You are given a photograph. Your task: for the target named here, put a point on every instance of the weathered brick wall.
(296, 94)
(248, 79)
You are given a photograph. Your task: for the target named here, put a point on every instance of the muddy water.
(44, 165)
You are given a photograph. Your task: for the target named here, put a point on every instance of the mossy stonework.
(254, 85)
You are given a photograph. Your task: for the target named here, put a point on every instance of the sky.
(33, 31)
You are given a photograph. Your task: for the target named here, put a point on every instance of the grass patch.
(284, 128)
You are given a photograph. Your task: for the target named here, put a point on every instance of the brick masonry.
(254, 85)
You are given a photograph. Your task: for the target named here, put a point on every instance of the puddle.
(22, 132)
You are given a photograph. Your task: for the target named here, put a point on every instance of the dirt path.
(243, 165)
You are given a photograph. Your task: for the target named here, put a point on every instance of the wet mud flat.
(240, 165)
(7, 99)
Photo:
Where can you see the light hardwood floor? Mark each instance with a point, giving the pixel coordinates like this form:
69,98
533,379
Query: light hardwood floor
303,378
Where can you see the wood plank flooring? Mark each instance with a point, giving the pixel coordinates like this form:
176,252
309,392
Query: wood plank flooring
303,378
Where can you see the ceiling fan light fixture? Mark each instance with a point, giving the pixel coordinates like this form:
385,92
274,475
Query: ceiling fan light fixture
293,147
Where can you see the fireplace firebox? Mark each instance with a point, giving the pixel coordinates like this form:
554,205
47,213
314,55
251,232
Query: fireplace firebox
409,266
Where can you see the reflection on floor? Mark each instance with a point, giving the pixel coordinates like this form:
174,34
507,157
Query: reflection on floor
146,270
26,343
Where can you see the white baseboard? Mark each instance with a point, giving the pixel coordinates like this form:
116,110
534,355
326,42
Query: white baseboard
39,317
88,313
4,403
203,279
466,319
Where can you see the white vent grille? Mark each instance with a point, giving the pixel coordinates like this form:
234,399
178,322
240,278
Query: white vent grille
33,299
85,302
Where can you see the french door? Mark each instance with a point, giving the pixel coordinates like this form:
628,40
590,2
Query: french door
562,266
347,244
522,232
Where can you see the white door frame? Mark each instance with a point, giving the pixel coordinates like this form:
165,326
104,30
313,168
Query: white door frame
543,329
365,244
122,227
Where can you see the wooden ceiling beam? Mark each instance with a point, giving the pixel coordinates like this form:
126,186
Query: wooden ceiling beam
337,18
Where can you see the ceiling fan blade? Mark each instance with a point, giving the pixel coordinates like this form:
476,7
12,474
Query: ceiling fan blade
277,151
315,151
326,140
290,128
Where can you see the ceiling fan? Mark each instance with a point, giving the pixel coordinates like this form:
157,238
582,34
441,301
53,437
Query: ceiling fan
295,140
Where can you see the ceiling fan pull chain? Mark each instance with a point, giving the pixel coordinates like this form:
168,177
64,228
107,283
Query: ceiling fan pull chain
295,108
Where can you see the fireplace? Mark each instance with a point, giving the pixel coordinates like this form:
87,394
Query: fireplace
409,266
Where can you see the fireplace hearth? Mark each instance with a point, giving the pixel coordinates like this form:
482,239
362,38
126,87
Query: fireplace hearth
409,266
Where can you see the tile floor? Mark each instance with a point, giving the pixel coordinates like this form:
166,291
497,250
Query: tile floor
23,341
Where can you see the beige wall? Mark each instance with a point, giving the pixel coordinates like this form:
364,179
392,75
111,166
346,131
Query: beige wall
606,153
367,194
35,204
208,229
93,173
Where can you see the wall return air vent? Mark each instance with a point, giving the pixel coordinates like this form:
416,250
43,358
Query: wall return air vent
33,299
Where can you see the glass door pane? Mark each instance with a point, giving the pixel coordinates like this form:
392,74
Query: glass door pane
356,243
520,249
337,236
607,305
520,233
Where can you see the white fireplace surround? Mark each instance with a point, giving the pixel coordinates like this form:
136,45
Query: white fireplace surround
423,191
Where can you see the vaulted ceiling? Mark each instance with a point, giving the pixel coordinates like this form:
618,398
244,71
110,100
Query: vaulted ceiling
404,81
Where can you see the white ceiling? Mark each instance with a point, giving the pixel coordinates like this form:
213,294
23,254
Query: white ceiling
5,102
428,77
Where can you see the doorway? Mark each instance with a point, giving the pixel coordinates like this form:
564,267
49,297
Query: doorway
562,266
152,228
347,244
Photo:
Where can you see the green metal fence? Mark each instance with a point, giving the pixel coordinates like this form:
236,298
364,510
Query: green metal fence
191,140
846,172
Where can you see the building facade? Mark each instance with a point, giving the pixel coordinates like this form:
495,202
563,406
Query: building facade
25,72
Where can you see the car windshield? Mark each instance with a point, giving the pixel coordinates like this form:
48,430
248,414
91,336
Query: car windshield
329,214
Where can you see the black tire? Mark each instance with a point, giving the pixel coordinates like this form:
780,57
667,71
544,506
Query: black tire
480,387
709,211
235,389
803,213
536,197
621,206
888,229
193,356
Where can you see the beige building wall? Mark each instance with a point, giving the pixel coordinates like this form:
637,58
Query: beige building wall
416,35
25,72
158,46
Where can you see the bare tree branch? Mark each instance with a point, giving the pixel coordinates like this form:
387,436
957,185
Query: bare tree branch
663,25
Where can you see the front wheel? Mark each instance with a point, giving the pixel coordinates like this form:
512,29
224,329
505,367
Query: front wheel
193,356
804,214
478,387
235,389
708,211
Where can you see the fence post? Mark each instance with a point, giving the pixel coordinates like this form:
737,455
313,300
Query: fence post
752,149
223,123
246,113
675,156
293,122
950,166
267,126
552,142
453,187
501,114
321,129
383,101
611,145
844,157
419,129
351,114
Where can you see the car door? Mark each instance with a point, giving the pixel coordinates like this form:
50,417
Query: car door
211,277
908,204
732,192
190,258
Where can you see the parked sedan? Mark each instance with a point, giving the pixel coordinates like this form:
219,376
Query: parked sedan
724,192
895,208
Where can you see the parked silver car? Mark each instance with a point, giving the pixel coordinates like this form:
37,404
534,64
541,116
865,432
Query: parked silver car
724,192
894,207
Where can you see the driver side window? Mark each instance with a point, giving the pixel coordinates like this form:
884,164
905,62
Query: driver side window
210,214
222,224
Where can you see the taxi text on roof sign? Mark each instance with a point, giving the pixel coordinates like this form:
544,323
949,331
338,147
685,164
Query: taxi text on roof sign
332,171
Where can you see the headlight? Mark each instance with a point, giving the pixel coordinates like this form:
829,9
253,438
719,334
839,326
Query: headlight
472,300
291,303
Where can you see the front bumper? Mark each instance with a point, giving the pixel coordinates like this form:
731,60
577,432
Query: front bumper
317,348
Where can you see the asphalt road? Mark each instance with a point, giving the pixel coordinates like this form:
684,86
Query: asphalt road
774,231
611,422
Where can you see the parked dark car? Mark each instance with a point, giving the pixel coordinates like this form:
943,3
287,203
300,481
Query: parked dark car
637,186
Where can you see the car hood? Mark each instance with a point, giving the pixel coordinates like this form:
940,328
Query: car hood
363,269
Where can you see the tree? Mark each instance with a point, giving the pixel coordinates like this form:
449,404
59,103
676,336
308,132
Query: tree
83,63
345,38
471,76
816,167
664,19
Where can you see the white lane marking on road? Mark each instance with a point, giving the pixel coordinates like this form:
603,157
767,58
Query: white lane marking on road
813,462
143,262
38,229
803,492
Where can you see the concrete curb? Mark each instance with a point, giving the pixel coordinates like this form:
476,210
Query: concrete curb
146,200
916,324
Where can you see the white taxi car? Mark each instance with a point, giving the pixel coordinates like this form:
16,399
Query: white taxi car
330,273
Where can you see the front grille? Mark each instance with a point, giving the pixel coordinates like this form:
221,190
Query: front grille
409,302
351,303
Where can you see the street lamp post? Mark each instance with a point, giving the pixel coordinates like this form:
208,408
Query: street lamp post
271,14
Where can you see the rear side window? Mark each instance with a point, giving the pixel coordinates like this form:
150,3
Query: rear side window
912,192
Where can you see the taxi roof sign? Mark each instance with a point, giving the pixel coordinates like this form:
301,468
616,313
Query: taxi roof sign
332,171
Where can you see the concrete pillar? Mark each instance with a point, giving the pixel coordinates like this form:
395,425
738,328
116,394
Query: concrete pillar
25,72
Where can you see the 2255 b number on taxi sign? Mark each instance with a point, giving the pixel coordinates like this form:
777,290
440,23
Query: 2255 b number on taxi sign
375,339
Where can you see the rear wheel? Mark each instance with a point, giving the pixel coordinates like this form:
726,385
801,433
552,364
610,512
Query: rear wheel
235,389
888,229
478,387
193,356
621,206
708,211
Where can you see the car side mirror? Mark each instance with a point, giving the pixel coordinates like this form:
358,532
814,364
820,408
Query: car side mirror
┄┄┄┄┄┄
#### Your assignment:
In the entries, find every line holding "mirror" and copy it.

#### Solution to the problem:
Where can you see the car side mirror? Mark each instance with a point, giving the pixel coordinates like this form:
Query: car side mirror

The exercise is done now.